参照文:
======
注意以降の記述で物語・作品・登場人物に関する核心部分が明かされています。


登場人物

  • ヴァイオラ:セバスチャンの双子の妹、男装時の名はシザーリオ
  • オーシーノー:イリリアの公爵
  • オリヴィア:イリリアの伯爵令嬢
  • サー・トービー・ベルチ:オリヴィアの叔父
  • サー・アンドルー・エーギュチーク:トービーの友人
  • マライア:オリヴィアの侍女
  • フェービアン:オリヴィアの召使
  • マルヴォーリオ:オリヴィアの執事
  • フェステ:オリヴィアの道化
  • セバスチャン:ヴァイオラの双子の兄
  • アントーニオ:船長、セバスチャンの友人
  • 船長:ヴァイオラの友人
  • ヴァレンタイン:公爵に仕える紳士
  • キューリオ:公爵に仕える紳士

あらすじ

船が難破しイリリアの海岸に流れ着いたヴァイオラは、身分を隠して男装し、その国のオーシーノー公爵に仕える。ヴァイオラは公爵に密かに想いを寄せるが、伯爵の娘のオリヴィアに求愛する公爵は、ヴァイオラに恋の使者を命じる。ところがオリヴィアが男装のヴァイオラに恋をしたために、複雑な三角関係ができてしまう。そのような折、ヴァイオラと一緒に難破して行方知れずになっていた双子の兄セバスチャンもまたこの国を訪れる。するとオリヴィアは彼をヴァイオラと間違えて挙式してしまう。彼女に限らず、公爵をはじめその他の者も勘違いして多くの誤解が生れるが、最後に兄妹が再会することで謎が解けると、ヴァイオラの想いを知った公爵は彼女に求婚する。こうして二組のカップルが誕生して、大団円となる。
======
抽出エントリ:
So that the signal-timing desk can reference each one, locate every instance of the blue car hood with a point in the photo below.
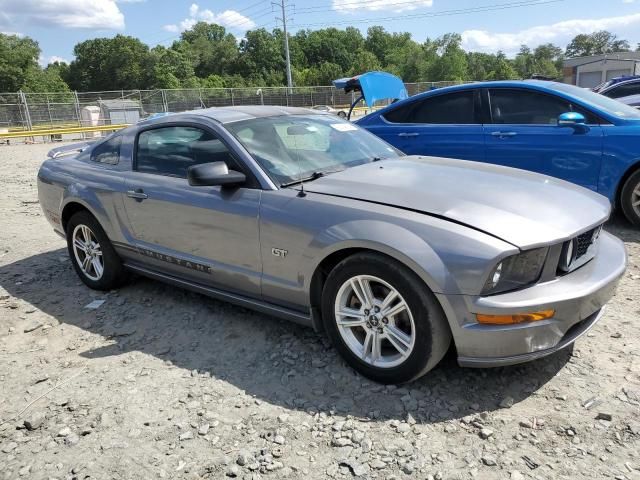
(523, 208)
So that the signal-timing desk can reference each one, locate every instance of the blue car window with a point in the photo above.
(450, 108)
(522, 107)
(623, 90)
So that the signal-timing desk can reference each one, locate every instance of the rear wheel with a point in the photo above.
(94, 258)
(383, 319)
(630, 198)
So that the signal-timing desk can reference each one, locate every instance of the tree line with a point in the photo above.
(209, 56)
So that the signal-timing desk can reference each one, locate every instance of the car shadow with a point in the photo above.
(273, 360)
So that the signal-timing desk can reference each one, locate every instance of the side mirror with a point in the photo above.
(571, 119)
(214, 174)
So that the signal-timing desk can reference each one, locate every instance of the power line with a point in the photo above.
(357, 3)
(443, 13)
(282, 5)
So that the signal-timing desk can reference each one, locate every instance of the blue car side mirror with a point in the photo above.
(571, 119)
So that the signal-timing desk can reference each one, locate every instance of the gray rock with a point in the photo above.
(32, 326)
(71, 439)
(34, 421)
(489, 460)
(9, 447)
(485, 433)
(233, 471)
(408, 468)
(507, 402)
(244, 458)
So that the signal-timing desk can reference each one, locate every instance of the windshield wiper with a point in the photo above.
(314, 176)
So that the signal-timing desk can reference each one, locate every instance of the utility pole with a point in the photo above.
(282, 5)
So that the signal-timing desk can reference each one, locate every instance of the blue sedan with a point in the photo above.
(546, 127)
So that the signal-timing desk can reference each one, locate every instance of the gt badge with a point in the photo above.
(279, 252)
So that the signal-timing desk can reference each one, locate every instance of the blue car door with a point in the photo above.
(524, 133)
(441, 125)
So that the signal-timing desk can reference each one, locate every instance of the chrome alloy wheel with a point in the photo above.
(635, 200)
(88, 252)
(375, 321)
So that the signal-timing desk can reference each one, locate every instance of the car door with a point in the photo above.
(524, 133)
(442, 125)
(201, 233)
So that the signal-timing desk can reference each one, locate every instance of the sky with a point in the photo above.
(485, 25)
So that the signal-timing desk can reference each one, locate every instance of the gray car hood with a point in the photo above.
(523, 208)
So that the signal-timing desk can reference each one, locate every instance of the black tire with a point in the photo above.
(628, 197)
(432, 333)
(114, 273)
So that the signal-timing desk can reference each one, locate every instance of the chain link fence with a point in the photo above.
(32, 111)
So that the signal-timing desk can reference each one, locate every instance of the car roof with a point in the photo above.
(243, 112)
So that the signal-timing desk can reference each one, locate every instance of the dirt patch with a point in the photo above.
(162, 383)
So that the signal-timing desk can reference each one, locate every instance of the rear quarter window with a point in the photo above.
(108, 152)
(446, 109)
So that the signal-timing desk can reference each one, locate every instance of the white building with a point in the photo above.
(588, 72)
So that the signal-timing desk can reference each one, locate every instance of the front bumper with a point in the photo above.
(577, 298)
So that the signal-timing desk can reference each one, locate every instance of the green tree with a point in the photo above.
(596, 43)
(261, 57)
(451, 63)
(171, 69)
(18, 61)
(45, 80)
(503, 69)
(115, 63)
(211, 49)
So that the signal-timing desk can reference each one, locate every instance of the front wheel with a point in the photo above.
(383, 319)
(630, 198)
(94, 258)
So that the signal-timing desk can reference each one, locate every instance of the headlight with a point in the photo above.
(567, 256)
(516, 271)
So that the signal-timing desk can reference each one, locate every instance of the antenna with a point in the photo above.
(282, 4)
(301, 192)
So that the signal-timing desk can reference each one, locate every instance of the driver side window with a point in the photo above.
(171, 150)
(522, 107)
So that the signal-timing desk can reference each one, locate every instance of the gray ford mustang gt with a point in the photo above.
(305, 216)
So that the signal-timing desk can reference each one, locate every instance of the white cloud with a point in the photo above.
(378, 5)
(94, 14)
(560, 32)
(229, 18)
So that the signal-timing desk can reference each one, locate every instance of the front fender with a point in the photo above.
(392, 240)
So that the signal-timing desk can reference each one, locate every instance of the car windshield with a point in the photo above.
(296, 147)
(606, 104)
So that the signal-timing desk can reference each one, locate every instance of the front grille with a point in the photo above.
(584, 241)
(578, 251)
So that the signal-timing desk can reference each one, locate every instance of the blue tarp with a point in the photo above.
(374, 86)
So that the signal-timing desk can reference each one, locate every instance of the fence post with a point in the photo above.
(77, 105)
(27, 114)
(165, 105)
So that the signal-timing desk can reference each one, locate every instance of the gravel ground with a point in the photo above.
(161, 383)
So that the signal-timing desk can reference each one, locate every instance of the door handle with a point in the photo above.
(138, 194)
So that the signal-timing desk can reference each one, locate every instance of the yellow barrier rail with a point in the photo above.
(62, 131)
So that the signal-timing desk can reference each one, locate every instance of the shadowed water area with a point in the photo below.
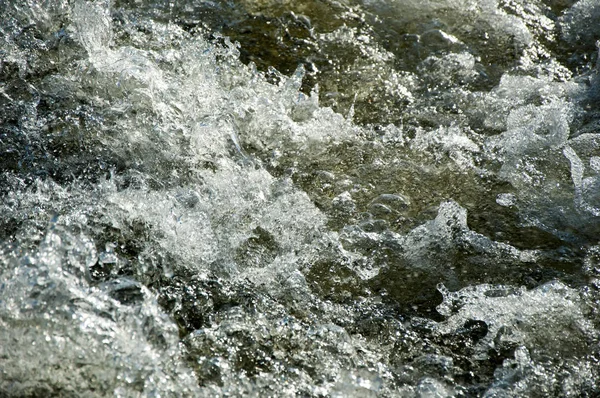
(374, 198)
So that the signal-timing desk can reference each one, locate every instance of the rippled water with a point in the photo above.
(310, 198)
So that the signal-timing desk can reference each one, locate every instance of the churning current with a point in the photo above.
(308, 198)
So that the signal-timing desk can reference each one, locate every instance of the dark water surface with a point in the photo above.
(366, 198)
======
演習課題 1: 参照文のあらすじにある「こうして二組のカップルが誕生して、大団円となる。」という一文を英語に訳してください。
演習課題 2:
参照文をもとに、次の問いに答えてください。
(a) 男装したヴァイオラの名は何か。
(b) マルヴォーリオはオリヴィアにとってどんな立場の人物か。
(c) オリヴィアがヴァイオラと間違えて挙式した相手は誰か。

出力 1: Thus two couples are formed, and the story comes to a happy ending.

出力 2:
(a) シザーリオ
(b) 執事
(c) セバスチャン